已存储的数据条目 —
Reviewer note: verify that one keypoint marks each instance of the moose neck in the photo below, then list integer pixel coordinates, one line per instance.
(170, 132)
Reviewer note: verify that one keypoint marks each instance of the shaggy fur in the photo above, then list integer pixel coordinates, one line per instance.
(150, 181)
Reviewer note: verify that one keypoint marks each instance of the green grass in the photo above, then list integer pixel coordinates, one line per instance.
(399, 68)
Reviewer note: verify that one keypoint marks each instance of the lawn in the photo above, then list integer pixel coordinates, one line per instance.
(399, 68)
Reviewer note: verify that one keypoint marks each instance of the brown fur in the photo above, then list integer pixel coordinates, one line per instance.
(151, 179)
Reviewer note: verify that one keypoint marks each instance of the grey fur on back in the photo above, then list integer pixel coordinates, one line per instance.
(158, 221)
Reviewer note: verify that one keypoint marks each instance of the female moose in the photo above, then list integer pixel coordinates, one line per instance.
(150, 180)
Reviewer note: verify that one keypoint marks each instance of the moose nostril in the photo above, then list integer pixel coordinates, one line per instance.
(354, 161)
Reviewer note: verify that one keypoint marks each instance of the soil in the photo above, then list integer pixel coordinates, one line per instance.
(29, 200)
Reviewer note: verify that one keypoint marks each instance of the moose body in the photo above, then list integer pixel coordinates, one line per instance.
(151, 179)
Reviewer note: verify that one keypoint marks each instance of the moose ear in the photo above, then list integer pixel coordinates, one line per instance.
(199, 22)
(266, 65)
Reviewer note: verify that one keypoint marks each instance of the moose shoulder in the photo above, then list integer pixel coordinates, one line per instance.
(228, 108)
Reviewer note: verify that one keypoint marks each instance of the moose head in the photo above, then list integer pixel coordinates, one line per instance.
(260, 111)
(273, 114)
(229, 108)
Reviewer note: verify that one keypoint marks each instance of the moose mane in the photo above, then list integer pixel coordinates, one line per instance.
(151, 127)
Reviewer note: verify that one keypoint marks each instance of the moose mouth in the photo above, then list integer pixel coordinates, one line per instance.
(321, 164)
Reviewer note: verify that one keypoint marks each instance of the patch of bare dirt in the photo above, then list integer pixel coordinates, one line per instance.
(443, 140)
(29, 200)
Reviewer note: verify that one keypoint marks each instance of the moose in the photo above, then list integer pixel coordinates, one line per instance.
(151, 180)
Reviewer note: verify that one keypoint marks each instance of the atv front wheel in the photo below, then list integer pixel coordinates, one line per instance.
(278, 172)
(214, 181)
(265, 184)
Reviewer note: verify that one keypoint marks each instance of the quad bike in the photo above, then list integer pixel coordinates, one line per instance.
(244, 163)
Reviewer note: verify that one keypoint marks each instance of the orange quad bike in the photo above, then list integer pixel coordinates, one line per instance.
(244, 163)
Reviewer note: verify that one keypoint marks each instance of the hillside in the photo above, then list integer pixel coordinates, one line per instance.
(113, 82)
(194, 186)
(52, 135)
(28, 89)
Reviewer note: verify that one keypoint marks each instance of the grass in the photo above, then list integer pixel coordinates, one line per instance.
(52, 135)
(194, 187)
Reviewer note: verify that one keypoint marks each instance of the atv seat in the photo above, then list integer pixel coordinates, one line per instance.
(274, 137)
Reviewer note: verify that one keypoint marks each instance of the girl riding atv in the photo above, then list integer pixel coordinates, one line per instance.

练习目标 — 将上述各行输出为编号列表，去掉空行。

参考答案 —
1. Reviewer note: verify that one keypoint marks each instance of the moose neck in the photo below, then list integer pixel coordinates, one line per instance.
2. (170, 132)
3. Reviewer note: verify that one keypoint marks each instance of the shaggy fur in the photo above, then list integer pixel coordinates, one line per instance.
4. (150, 181)
5. Reviewer note: verify that one keypoint marks each instance of the green grass in the photo above, then list integer pixel coordinates, one line per instance.
6. (399, 68)
7. Reviewer note: verify that one keypoint marks each instance of the lawn in the photo above, then list integer pixel coordinates, one line per instance.
8. (399, 68)
9. Reviewer note: verify that one keypoint marks each instance of the brown fur in the photo above, then list integer pixel coordinates, one line per instance.
10. (151, 179)
11. Reviewer note: verify that one keypoint marks each instance of the grey fur on back in the photo above, then list integer pixel coordinates, one line per instance.
12. (158, 221)
13. Reviewer note: verify that one keypoint marks each instance of the female moose in the photo above, then list integer pixel coordinates, one line per instance.
14. (150, 180)
15. Reviewer note: verify that one keypoint marks each instance of the moose nostril in the photo above, then list integer pixel coordinates, one line per instance.
16. (354, 161)
17. Reviewer note: verify that one keypoint marks each instance of the soil in the photo above, then list integer pixel coordinates, one line per instance.
18. (29, 200)
19. Reviewer note: verify that one keypoint marks each instance of the moose body in the photo above, then list integer pixel coordinates, one line per instance.
20. (151, 179)
21. Reviewer note: verify that one keypoint marks each instance of the moose ear in the photo above, then list integer pixel coordinates, one line per instance.
22. (199, 22)
23. (266, 65)
24. Reviewer note: verify that one keypoint marks each instance of the moose shoulder in the photo above, then list integer pixel coordinates, one line per instance.
25. (228, 108)
26. Reviewer note: verify that one keypoint marks each instance of the moose head in the photo above, then list integer pixel coordinates, one line per instance.
27. (260, 111)
28. (273, 114)
29. (229, 108)
30. Reviewer note: verify that one keypoint marks each instance of the moose mane in the photo above, then list integer pixel coordinates, one line per instance.
31. (151, 127)
32. Reviewer note: verify that one keypoint marks each instance of the moose mouth in the photo above, then list integer pixel coordinates, one line per instance.
33. (321, 164)
34. Reviewer note: verify that one keypoint marks each instance of the patch of bare dirt in the photo above, then list integer pixel coordinates, one line per instance.
35. (443, 140)
36. (29, 200)
37. Reviewer note: verify that one keypoint marks each instance of the moose in the photo above, then list integer pixel coordinates, one line per instance.
38. (151, 180)
39. Reviewer note: verify that one keypoint marks each instance of the atv front wheel in the photo below, then list integer pixel coordinates, one line per instance.
40. (278, 172)
41. (214, 181)
42. (265, 184)
43. Reviewer note: verify that one keypoint marks each instance of the quad bike in the photo above, then list integer pixel coordinates, one line per instance.
44. (244, 163)
45. Reviewer note: verify that one keypoint marks each instance of the orange quad bike in the photo above, then list integer pixel coordinates, one line per instance.
46. (244, 163)
47. Reviewer note: verify that one keypoint marks each instance of the hillside in the photo above, then list integer pixel coordinates, one line per instance.
48. (113, 82)
49. (194, 186)
50. (52, 135)
51. (28, 89)
52. Reviewer note: verify that one keypoint marks each instance of the grass in the photo above, then list integer pixel coordinates, one line per instance.
53. (52, 135)
54. (194, 187)
55. Reviewer note: verify that one keypoint marks each instance of the atv seat in the photo above, then list integer pixel coordinates, one line per instance.
56. (274, 137)
57. Reviewer note: verify that one keypoint marks each instance of the girl riding atv in the photo above, then list integer pixel coordinates, one line per instance.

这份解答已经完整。